=== What you are asked to do ===
Copy the data that follows exactly. Include no pictures.

[Stored data]
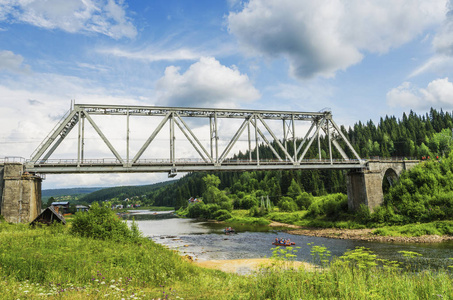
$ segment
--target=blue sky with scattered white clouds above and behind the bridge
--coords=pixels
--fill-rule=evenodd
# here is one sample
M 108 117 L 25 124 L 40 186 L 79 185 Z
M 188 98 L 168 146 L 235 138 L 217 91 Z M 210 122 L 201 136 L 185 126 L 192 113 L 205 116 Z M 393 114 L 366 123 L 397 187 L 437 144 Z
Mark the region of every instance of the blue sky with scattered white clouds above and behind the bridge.
M 0 0 L 0 157 L 28 158 L 76 103 L 453 110 L 447 0 Z M 74 186 L 75 175 L 46 187 Z M 81 185 L 159 181 L 91 175 Z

=== Answer to this task ===
$ segment
--target=blue sky with scattered white clouds above and behind the bridge
--coords=pixels
--fill-rule=evenodd
# here is one sample
M 108 117 L 25 124 L 40 186 L 79 185 Z
M 188 98 L 168 146 L 235 138 L 217 91 Z M 210 122 L 201 136 L 185 126 L 192 113 L 205 116 Z M 393 114 L 366 123 L 397 187 L 437 144 Z
Mark the region of every instance of the blue sky with scattered white clouds above and behind the bridge.
M 0 0 L 0 157 L 28 158 L 76 103 L 453 110 L 447 0 Z M 74 186 L 75 175 L 46 187 Z M 81 185 L 159 181 L 91 175 Z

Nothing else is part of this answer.